Object point labels
'''

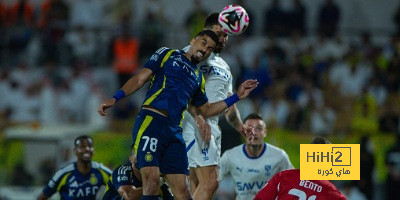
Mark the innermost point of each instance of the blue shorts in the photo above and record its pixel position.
(157, 142)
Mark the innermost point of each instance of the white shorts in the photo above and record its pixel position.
(200, 153)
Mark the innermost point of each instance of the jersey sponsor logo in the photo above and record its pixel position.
(310, 185)
(243, 186)
(251, 170)
(93, 179)
(204, 151)
(212, 70)
(52, 184)
(122, 178)
(330, 162)
(267, 170)
(83, 192)
(74, 184)
(154, 57)
(148, 157)
(239, 169)
(178, 62)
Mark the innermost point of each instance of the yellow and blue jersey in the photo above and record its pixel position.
(175, 82)
(71, 184)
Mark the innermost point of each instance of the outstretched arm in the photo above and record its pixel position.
(204, 128)
(131, 86)
(42, 197)
(130, 192)
(211, 109)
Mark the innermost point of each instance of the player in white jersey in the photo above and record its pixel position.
(204, 149)
(252, 165)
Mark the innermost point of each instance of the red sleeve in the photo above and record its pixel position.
(270, 190)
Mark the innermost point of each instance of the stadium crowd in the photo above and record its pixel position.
(55, 60)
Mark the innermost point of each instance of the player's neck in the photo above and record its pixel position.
(254, 150)
(84, 166)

'''

TASK STATEMENT | Reproduce the lines from the one containing "Mark the innermost point of each instance of the player in" through the end of the items, substituting "green sleeve" for "red sleeve" and leaving everything else unchanged.

TASK ANSWER |
Mark the innermost point of each instance of the player in white jersey in the photo above and record its pixel position.
(204, 149)
(252, 165)
Mark the innermost point of each instance of the green sleeve in the photo above and record its pixel position.
(270, 190)
Mark the innermost point of each instance of the stadium crowd in the photo above and record its pixel position.
(55, 60)
Mark the innermost point of each instance of the player's neck in the photo above and record its pixel position.
(254, 150)
(84, 166)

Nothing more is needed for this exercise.